Fundamentally, electric well log curves are used to delineate the boundaries of subsurface units for the preparation of a variety of subsurface maps and cross sections (Doveton 1986). These maps and cross sections are used to develop an interpretation of the subsurface for the purpose of exploring for and exploiting natural resources, including hydrocarbons.
After the preparation of an accurate well and seismic basemap, electric log and seismic correlation work is the next step in the process of conducting a detailed geological/geophysical study. No geological interpretation can be prepared without detailed correlations. Accurate correlations are paramount for reliable geological interpretations.
An understanding of several log depth measurements is important for converting log depths to depths used in mapping. The following is a list of measurements, their abbreviations, and definitions of depth terminology. These terms are illustrated in Figure 4-1.
Vertical distance from kelly bushing to sea level. The kelly bushing is the most common reference for measuring logs. The rig floor (RF) or derrick floor (DF) or rotary table (RT) are other common reference points.
Measured depth. Measured distance along the path of a wellbore from the kelly bushing to TD (total depth of the well) or any correlation point in between. May also be called along hole depth (AHD) (Brooks et al. 2005) or true along hole depth (TAH) (Forsyth et al. 2013).
True vertical depth. Vertical distance from the kelly bushing to any point in the subsurface.
Subsea true vertical depth. Vertical distance from sea level to any point in the subsurface. SSTVD may either be positive (above sea level) or negative (below sea level).
A well drilled 90 deg to a horizontal reference, usually sea level (also called a straight hole).
The SSTVD measurement is the only depth measurement from a common reference datum, sea level. Therefore, SSTVD is the depth most often used for mapping. Logging depths measured from a vertical or directionally drilled well for mapping are usually corrected to SSTVD. For vertical wells, the SSTVD = KB − TVD. The measurements for directionally drilled wells are discussed in Chapter 3.
What is well log correlation? Electric log correlation is pattern recognition. It is often debated whether this pattern recognition is more of an art or a science, but we believe both play a part in correlation work. Professionals involved with log correlation must be well versed in sound geological principles, including depositional processes and environments, and have an understanding of the tectonic setting under study. They should also be familiar with the principles of logging tools and measurements, general reservoir engineering fundamentals, and basic qualitative and quantitative log analyses.

Task objective ::
Answer these from the well log text:
1. What is the most common reference point for measuring logs?
2. What two other names may be used for measured depth?
3. For vertical wells, what formula gives SSTVD?

Information shown ::

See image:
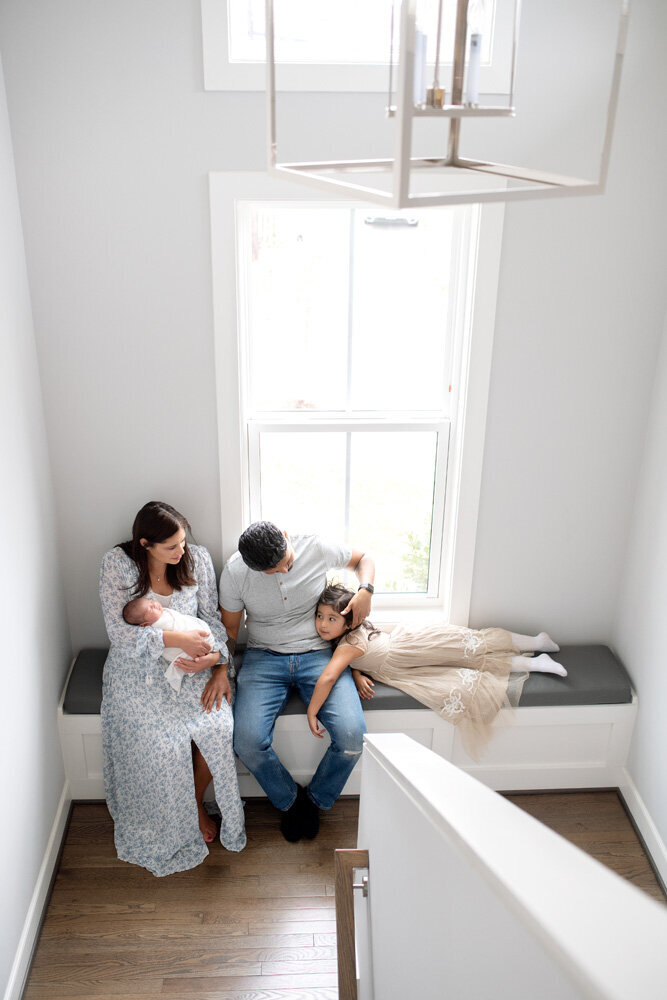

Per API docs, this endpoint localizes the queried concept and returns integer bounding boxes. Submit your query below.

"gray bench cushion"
[63,646,632,715]
[519,646,632,708]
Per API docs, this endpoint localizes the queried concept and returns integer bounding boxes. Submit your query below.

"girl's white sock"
[510,653,567,677]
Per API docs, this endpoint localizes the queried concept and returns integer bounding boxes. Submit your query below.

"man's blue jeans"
[234,649,366,811]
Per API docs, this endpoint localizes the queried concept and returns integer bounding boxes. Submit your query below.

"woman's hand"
[174,652,220,674]
[306,708,326,739]
[172,629,211,670]
[352,670,375,701]
[201,667,232,713]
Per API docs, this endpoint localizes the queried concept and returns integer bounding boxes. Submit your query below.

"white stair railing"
[337,734,667,1000]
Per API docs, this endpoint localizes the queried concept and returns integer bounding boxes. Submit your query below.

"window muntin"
[209,171,504,624]
[201,0,514,94]
[249,422,449,597]
[236,201,472,597]
[226,0,495,66]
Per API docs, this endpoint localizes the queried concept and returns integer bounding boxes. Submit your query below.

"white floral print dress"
[100,545,246,876]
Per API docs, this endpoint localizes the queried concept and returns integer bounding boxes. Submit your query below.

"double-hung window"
[211,174,502,620]
[201,0,514,94]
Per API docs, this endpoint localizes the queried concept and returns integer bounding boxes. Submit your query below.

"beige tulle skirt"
[366,624,528,760]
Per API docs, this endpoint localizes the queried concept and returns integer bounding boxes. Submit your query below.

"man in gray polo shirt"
[220,521,375,841]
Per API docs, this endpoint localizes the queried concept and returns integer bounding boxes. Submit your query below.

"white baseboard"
[618,768,667,887]
[4,779,72,1000]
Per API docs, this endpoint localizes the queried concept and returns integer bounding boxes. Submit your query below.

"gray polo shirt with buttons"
[220,535,352,653]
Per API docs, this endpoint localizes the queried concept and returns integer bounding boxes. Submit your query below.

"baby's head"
[123,597,164,625]
[315,583,354,642]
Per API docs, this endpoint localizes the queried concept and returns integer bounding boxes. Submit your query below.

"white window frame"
[201,0,514,94]
[246,416,450,596]
[209,171,504,625]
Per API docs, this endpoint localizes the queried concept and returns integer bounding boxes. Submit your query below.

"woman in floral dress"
[100,501,246,875]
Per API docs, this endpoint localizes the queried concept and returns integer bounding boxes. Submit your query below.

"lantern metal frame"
[266,0,630,209]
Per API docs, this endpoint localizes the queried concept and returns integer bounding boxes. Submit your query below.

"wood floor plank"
[163,972,338,997]
[506,791,667,904]
[34,926,318,958]
[24,792,664,1000]
[248,910,336,944]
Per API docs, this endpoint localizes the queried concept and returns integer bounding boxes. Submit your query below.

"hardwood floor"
[24,792,664,1000]
[506,791,667,903]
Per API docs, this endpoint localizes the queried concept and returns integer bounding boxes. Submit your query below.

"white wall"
[614,312,667,840]
[0,0,665,646]
[0,0,667,980]
[0,54,69,993]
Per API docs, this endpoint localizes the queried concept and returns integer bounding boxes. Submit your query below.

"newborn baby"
[123,597,213,691]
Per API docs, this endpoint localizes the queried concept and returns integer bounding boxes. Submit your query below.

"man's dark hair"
[239,521,287,573]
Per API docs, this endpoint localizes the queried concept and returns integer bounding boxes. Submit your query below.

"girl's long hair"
[315,583,380,644]
[118,500,197,598]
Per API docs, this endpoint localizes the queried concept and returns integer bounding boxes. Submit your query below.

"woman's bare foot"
[197,802,218,844]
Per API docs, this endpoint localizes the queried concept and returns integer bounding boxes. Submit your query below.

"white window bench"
[58,646,637,800]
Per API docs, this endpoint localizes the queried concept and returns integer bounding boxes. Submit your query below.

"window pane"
[227,0,495,65]
[352,209,454,410]
[240,203,470,413]
[260,431,437,594]
[349,431,437,594]
[244,204,350,412]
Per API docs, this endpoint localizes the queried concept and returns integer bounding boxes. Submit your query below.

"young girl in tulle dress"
[307,584,567,756]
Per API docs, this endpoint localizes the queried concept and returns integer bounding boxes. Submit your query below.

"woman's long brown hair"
[118,500,197,598]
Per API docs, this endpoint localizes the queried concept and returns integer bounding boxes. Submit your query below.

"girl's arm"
[306,643,364,739]
[190,545,229,662]
[352,670,375,701]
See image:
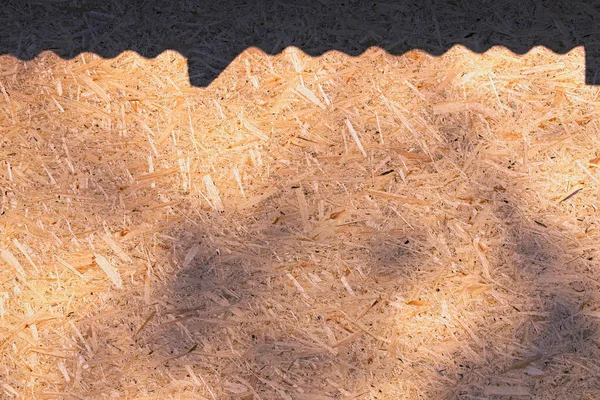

Written solution ::
1. The kelly bushing.
2. Along hole depth (AHD) and true along hole depth (TAH).
3. SSTVD = KB − TVD.